**SELECTED PASSAGE**

━━━━━━━━━━━━━━━━━━━━

| Two Women: Cynthia Luna and Barb Rath, 2004 and 2007
Cynthia Luna, summer 2004, wrote: "Last weekend I had the fortune to attend the MKP/WWI summer conference in Chicago. And I learned a lot about myself, about others and about our community. I was involved in several disucssions about gender, race, classism, elitism and multiculturalism. And in all of them was a common factor: lack of awareness!
I have sat in circles where I have been the only Mexican, the only Spanish speaker, the youngest, the only woman, the only unemployed. I have felt sad, alone and frustrated sometimes. Especially when I have heard women and men telling me that diversity is not a priority. And when I am apart of big community gatherings such as last weekend, I look around and find a big crowd of white middle class people. I saw only Mexican women (me), one African American woman, two young women (under 30). There is so much to do yet, and I have hope.
I thought to myself, "I feel blessed I was able to come to a community like this of while middle class people who are doing good work." I also
told myself, "I have so much to learn and to serve in this community, and if it is not diversity I wil be able to serve in other ways."
After this weekend, I realized
I was not alone, that there are men and women who want to reach all kinds of communities: white, black, yellow, brown, rich, poor, religious, young, old, etc. I have received so much from this work that I want to extend it to as many people as possible. If you go to the WWI web site (www.womanwithin.org). the first belief stated is, "We value and celebrate community, connection, similarities and differences."
Part of my mission is to celebrate our differences and our similarities, and work together to grow as individuals and as a community. There is so uch to do . . . and there are people willing to do it!

━━━━━━━━━━━━━━━━━━━━

**REQUIREMENTS**
Reproduce the whole reflection on diversity at the summer conference, word for word. Rely on the text alone.

━━━━━━━━━━━━━━━━━━━━

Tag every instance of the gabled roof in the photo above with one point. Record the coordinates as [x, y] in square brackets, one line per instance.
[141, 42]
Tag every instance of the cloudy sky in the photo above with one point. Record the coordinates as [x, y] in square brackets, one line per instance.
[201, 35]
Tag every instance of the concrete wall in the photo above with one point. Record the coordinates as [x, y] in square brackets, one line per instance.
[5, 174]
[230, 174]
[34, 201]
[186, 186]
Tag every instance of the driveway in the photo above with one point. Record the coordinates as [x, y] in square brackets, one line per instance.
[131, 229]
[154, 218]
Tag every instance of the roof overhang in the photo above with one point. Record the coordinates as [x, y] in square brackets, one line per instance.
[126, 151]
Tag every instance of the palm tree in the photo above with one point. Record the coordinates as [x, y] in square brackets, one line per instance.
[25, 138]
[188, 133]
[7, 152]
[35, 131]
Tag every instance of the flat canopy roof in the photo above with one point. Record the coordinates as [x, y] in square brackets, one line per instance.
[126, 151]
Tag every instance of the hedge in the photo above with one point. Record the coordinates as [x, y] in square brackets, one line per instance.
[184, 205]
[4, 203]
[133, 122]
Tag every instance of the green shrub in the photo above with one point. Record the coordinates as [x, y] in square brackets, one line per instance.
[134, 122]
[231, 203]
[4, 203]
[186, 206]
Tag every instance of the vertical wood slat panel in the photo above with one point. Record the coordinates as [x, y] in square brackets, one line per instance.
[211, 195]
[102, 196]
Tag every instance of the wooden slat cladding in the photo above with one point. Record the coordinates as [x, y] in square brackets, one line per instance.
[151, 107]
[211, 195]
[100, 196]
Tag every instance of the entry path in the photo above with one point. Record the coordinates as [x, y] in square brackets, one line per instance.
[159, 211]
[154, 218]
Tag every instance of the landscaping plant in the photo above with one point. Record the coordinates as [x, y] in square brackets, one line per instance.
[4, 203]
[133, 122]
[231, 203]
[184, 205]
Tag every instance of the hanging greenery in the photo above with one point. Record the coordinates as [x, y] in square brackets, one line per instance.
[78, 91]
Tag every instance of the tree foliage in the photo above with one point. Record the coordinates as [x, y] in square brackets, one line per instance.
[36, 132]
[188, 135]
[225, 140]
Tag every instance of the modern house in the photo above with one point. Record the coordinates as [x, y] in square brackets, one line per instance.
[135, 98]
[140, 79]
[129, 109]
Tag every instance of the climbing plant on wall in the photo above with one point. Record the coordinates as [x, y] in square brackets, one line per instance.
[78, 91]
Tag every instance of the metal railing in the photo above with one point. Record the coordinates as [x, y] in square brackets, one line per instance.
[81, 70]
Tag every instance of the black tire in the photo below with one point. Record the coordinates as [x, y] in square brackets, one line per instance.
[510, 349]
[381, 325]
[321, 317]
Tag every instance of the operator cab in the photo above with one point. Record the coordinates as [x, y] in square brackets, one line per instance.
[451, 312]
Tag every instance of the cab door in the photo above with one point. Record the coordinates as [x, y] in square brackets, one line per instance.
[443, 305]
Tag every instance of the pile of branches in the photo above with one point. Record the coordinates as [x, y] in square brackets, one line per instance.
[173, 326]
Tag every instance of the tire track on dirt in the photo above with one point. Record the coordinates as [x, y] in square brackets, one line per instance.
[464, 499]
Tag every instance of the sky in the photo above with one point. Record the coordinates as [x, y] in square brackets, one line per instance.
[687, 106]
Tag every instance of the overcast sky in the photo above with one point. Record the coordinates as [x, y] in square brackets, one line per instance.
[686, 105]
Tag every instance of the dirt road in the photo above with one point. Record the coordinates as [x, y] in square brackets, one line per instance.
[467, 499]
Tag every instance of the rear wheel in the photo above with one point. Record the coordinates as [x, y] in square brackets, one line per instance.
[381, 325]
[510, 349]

━━━━━━━━━━━━━━━━━━━━

**CORRECT ANSWER**
| Two Women: Cynthia Luna and Barb Rath, 2004 and 2007
Cynthia Luna, summer 2004, wrote: "Last weekend I had the fortune to attend the MKP/WWI summer conference in Chicago. And I learned a lot about myself, about others and about our community. I was involved in several disucssions about gender, race, classism, elitism and multiculturalism. And in all of them was a common factor: lack of awareness!
I have sat in circles where I have been the only Mexican, the only Spanish speaker, the youngest, the only woman, the only unemployed. I have felt sad, alone and frustrated sometimes. Especially when I have heard women and men telling me that diversity is not a priority. And when I am apart of big community gatherings such as last weekend, I look around and find a big crowd of white middle class people. I saw only Mexican women (me), one African American woman, two young women (under 30). There is so much to do yet, and I have hope.
I thought to myself, "I feel blessed I was able to come to a community like this of while middle class people who are doing good work." I also
told myself, "I have so much to learn and to serve in this community, and if it is not diversity I wil be able to serve in other ways."
After this weekend, I realized
I was not alone, that there are men and women who want to reach all kinds of communities: white, black, yellow, brown, rich, poor, religious, young, old, etc. I have received so much from this work that I want to extend it to as many people as possible. If you go to the WWI web site (www.womanwithin.org). the first belief stated is, "We value and celebrate community, connection, similarities and differences."
Part of my mission is to celebrate our differences and our similarities, and work together to grow as individuals and as a community. There is so uch to do . . . and there are people willing to do it!